__Excerpted passage__
_ _ _ _ _
Loacker S.p.A. (in German Loacker AG) is an Italian confectionery company, based in South Tyrol, Italy and specialized in the production of wafers, chocolate and derivative products.

History
The company was founded in 1925 in the historic city center of Bolzano by the Austrian confectioner Alfons Loacker. Back then, he opened a small store with two assistants in the capital of South Tyrol, at Piazza Domenicani to be precise. Over the years, the confectionery store became too small until 1974 marked the transition from a small regional bakery to an industrial reality, by moving away from the city. Armin Loacker, Alfon's son, chose the Renon plateau in the heart of the Dolomites (a UNESCO Natural World Heritage site) to produce his own wafers, thereby abiding by his motto: "a natural product is manufactured in a natural environment."

Manufacturing 
Loacker nowadays has two plants, one in Auna di Sotto on the Renon and a second one in Heinfels in East Tyrol (Austria). At both production sites wafers and chocolate specialties are produced at more than 1,000 meters above sea level. Today, the third generation leads the company: Armin's sons Andreas and Martin Loacker together with his nephew Ulrich Zuenelli who works as executive chairman.
_ _ _ _ _
__Stated exercise 1__
Please take the records from the line that has "TARGET = woman's midriff" through the end of the records, and switch "turtle" to "tortoise" wherever it appears, with everything else unchanged. Leave the pictures out of your answer.
The text and the records have no connection to each other.

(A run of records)
_ _ _ _ _
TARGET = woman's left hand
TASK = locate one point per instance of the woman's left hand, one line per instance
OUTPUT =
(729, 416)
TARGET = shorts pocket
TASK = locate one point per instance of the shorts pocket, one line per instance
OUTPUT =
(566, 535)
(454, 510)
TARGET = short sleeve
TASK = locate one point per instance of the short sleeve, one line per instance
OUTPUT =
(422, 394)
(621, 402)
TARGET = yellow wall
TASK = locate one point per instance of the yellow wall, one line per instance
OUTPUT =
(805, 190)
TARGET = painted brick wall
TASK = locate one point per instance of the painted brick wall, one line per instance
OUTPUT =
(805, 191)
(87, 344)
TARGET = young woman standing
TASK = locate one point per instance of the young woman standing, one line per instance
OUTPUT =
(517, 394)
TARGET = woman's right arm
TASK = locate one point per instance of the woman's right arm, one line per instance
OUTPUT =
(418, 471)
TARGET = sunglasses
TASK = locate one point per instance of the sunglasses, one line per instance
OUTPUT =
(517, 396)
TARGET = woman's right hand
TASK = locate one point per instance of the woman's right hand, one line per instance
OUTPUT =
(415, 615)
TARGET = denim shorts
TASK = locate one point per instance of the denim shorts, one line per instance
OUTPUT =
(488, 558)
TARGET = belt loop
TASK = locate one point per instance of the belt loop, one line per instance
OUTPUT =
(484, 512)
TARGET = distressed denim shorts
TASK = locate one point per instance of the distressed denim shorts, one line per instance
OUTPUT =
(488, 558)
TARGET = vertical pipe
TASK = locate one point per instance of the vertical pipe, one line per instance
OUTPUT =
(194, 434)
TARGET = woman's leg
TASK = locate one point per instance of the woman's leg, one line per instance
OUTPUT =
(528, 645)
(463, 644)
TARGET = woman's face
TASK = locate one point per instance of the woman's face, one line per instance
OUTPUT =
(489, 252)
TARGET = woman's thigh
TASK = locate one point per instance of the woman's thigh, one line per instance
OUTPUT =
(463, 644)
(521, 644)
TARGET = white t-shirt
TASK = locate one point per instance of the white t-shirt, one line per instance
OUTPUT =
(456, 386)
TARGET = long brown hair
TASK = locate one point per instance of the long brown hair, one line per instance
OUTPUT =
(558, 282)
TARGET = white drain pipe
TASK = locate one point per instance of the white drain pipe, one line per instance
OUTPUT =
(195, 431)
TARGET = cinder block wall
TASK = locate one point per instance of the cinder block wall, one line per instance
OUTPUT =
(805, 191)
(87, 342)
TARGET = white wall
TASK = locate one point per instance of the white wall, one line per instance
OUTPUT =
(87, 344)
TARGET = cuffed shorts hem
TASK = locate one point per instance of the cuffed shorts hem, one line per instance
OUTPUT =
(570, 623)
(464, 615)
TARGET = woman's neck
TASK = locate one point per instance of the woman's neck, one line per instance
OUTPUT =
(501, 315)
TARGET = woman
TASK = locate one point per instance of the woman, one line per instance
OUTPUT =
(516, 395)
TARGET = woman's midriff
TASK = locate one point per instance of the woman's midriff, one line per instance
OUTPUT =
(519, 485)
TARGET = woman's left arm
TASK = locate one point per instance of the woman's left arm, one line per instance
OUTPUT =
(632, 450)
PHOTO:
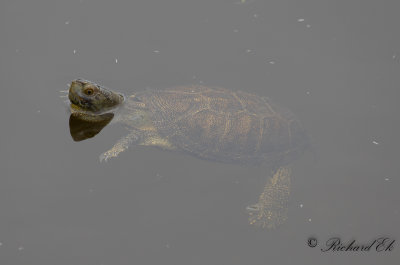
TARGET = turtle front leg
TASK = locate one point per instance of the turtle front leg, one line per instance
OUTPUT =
(272, 207)
(120, 146)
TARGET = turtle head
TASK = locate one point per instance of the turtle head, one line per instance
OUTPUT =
(91, 97)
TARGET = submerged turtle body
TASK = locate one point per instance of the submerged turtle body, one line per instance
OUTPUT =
(211, 123)
(219, 124)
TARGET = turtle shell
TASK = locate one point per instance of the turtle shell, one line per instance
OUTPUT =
(224, 125)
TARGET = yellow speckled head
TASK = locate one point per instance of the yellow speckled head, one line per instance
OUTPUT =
(89, 96)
_ _ _ _ _
__Stated exercise 2__
In the Loacker text, where did Armin Loacker choose to produce his own wafers?

__Correct result 1__
TARGET = woman's midriff
TASK = locate one point per instance of the woman's midriff, one line per instance
OUTPUT =
(519, 485)
TARGET = woman's left arm
TASK = locate one point per instance of the woman's left arm, one line per instance
OUTPUT =
(632, 450)
PHOTO:
TARGET = tortoise front leg
TASK = locate one point per instance of the tortoise front leg, one line per instance
OUTPUT =
(272, 207)
(120, 146)
TARGET = tortoise head
TASK = locate one point per instance of the tortoise head, one line per instance
OUTPUT =
(91, 97)
TARGET = submerged tortoise body
TASK = locate one point per instance of the submerged tortoise body, one line per instance
OUTPUT =
(211, 123)
(219, 124)
TARGET = tortoise shell
TASK = locate one point per instance of the tortoise shell, one line per instance
OUTPUT =
(224, 125)
TARGET = yellow speckled head
TASK = locate one point per instance of the yellow speckled head, one line per instance
OUTPUT =
(89, 96)

__Correct result 2__
On the Renon plateau in the heart of the Dolomites.